> Required work
Retype all of the data exactly as given.

----

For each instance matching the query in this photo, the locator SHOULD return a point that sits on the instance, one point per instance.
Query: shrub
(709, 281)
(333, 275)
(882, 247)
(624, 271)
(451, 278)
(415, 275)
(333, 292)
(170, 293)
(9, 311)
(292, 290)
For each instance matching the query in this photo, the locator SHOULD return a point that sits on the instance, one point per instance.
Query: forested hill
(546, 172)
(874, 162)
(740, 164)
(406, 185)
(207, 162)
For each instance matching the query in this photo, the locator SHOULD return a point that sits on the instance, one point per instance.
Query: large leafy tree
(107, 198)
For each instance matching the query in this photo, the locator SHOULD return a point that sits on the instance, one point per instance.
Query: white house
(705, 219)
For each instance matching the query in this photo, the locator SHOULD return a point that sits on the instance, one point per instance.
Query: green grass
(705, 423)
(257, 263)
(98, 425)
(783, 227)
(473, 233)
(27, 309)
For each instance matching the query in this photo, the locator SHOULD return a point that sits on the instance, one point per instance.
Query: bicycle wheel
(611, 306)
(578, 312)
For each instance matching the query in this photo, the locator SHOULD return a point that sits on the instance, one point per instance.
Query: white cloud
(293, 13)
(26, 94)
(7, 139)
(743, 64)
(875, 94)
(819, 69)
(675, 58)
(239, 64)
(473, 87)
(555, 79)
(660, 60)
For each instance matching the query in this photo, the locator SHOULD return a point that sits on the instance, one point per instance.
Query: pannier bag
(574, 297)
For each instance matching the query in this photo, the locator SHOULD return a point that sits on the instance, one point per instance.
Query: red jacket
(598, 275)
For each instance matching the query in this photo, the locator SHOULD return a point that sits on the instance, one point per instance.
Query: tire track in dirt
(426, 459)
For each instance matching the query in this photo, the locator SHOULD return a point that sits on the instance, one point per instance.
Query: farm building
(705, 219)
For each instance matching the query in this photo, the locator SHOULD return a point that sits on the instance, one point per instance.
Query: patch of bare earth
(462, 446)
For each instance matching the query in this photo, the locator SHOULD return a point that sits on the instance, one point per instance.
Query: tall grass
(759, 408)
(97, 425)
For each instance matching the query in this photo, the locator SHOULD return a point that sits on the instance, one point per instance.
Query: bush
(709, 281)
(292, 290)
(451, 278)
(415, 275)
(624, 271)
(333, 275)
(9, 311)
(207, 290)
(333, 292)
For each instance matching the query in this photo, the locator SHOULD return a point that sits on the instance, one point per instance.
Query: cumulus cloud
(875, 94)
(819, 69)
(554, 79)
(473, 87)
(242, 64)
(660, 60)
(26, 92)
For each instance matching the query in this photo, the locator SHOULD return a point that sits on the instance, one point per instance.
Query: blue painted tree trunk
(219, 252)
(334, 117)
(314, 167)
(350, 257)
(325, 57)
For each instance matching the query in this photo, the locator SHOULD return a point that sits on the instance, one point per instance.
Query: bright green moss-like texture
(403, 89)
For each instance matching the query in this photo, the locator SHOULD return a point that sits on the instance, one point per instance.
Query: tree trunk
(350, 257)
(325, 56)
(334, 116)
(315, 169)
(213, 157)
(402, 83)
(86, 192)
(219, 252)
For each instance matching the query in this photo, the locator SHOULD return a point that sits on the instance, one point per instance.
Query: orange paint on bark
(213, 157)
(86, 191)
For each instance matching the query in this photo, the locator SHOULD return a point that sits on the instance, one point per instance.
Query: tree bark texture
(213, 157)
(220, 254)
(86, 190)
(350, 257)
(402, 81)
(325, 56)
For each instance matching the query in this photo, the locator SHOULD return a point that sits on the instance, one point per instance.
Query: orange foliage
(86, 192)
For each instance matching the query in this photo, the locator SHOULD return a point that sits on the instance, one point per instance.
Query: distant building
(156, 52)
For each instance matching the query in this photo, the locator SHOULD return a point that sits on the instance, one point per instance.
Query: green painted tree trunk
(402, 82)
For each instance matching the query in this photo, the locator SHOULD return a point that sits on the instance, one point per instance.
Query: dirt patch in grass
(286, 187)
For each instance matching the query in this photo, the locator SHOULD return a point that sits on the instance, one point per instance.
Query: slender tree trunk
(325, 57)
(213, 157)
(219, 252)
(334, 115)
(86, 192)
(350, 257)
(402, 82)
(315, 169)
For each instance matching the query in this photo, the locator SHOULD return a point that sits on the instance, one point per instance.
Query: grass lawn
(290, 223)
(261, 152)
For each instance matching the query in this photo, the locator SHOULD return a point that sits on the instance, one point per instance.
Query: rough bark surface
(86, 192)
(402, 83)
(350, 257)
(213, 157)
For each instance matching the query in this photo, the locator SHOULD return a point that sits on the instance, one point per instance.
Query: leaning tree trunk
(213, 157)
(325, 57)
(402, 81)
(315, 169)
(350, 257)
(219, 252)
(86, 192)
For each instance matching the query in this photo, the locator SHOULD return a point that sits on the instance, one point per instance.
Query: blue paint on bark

----

> Response to this task
For each instance matching the query in this photo, the locator SHOULD return a point that sits on the instance, one point per instance.
Query: shrub
(709, 281)
(333, 275)
(882, 247)
(624, 271)
(451, 278)
(415, 275)
(333, 292)
(170, 293)
(9, 311)
(292, 290)
For each instance matching the query in this photo, the locator SHOULD return a point that sits on the instance, one point per instance.
Query: forested hill
(546, 172)
(874, 162)
(740, 164)
(406, 185)
(207, 162)
For each instance matching the query in this photo, the locator SHOULD return a point that sits on the instance, one point per instance.
Query: large leafy tree
(107, 198)
For each instance matching the query in this photo, the locator SHOULD return a point that sits on the instance, one point per instance.
Query: white house
(705, 219)
For each instance matching the query in this photo, the locator SHOULD return a point that sits on the instance, one point per instance.
Query: green grass
(705, 423)
(257, 263)
(98, 425)
(783, 227)
(473, 233)
(27, 309)
For each instance matching the query in this photo, the locator SHOULD return a point that sits on the instance, one point per instance.
Query: bicycle wheel
(611, 306)
(578, 312)
For each instance matching the query in this photo, the locator SHOULD return a point that sits on the instance, one point per instance.
Query: white cloud
(293, 13)
(26, 94)
(7, 139)
(743, 64)
(875, 94)
(819, 69)
(675, 58)
(239, 64)
(473, 87)
(555, 79)
(660, 60)
For each instance matching the query in this photo, the locator SHOULD return a point that sits on the instance, one point per instance.
Query: pannier bag
(574, 297)
For each instance matching the query in this photo, the locator SHOULD return a point that sits on the instance, one point per instance.
Query: red jacket
(598, 275)
For each instance matching the query in this photo, the locator SHOULD return a point that sits on the instance, one point per instance.
Query: tire track in dirt
(426, 459)
For each instance matching the query in this photo, the locator SHOULD return a point that sits on the instance, one point per instance.
Query: farm building
(705, 219)
For each instance matching the query in this photo, the locator SHOULD return a point that sits on the instance, one point per instance.
Query: patch of bare earth
(462, 446)
For each instance matching the query in this photo, the locator SHOULD return a point that sits on the instance, one point per instance.
Query: tall grass
(759, 408)
(97, 425)
For each instance matching the query in this photo, the locator SHOULD return a point that sits on the instance, one point per instance.
Query: bush
(709, 281)
(292, 290)
(451, 278)
(415, 275)
(624, 271)
(333, 275)
(9, 311)
(207, 290)
(333, 292)
For each instance matching the query in this photo, the locator SHOULD return a point that sits on the instance, one point per instance.
Query: cumulus cloud
(875, 94)
(819, 69)
(554, 79)
(473, 87)
(242, 64)
(660, 60)
(26, 92)
For each instance matching the query in this photo, the locator SHOULD return a point that sits on the instance, one point per instance.
Query: blue painted tree trunk
(219, 252)
(334, 117)
(314, 167)
(350, 257)
(325, 57)
For each instance matching the query in this photo, the locator SHOULD return a point that sits on the instance, one point per instance.
Query: bright green moss-like texture
(403, 89)
For each instance matching the query in this photo, the locator SHOULD return a point that sits on the instance, one point per instance.
Query: tree trunk
(350, 257)
(325, 56)
(334, 116)
(315, 169)
(213, 157)
(402, 83)
(86, 192)
(219, 252)
For each instance matching the query in this photo, the locator SHOULD return a point that sits on the instance, one point per instance.
Query: orange paint on bark
(213, 157)
(86, 191)
For each instance matching the query in this photo, the locator SHOULD return a point that sits on the instance, one point per instance.
Query: tree bark texture
(213, 157)
(220, 254)
(86, 190)
(350, 257)
(402, 81)
(325, 56)
For each instance matching the query in this photo, the locator SHOULD return a point that sits on the instance, one point per instance.
Query: orange foliage
(86, 192)
For each instance matching the query in this photo, the locator SHOULD return a point that sits on the instance, one point per instance.
Query: distant building
(156, 52)
For each instance matching the query in this photo, the locator SHOULD return a point that sits on the instance, one point per instance.
Query: green painted tree trunk
(402, 82)
For each instance matching the query in this photo, the locator SHOULD return a point that sits on the instance, one point per instance.
Query: dirt patch in grass
(286, 187)
For each instance matching the query in this photo, the locator SHOULD return a point that sits on the instance, one point per instance.
Query: slender tree trunk
(325, 57)
(213, 157)
(219, 252)
(334, 115)
(86, 192)
(350, 257)
(402, 82)
(315, 169)
For each instance matching the query in this photo, the locator SHOULD return a point that sits on the instance, one point per instance.
Query: grass lawn
(290, 223)
(261, 152)
For each instance matching the query in this photo, the locator SHOULD return a point that sits on the instance, one point per instance.
Query: rough bark surface
(86, 192)
(402, 83)
(350, 257)
(213, 157)
For each instance matching the query in this photo, the locator SHOULD return a point that sits on the instance, one point per instance.
Query: leaning tree trunk
(213, 157)
(325, 57)
(402, 81)
(315, 169)
(350, 257)
(219, 252)
(86, 192)
For each instance matching the query in this photo, the locator SHOULD return a point that sits on the instance, one point per instance.
Query: blue paint on bark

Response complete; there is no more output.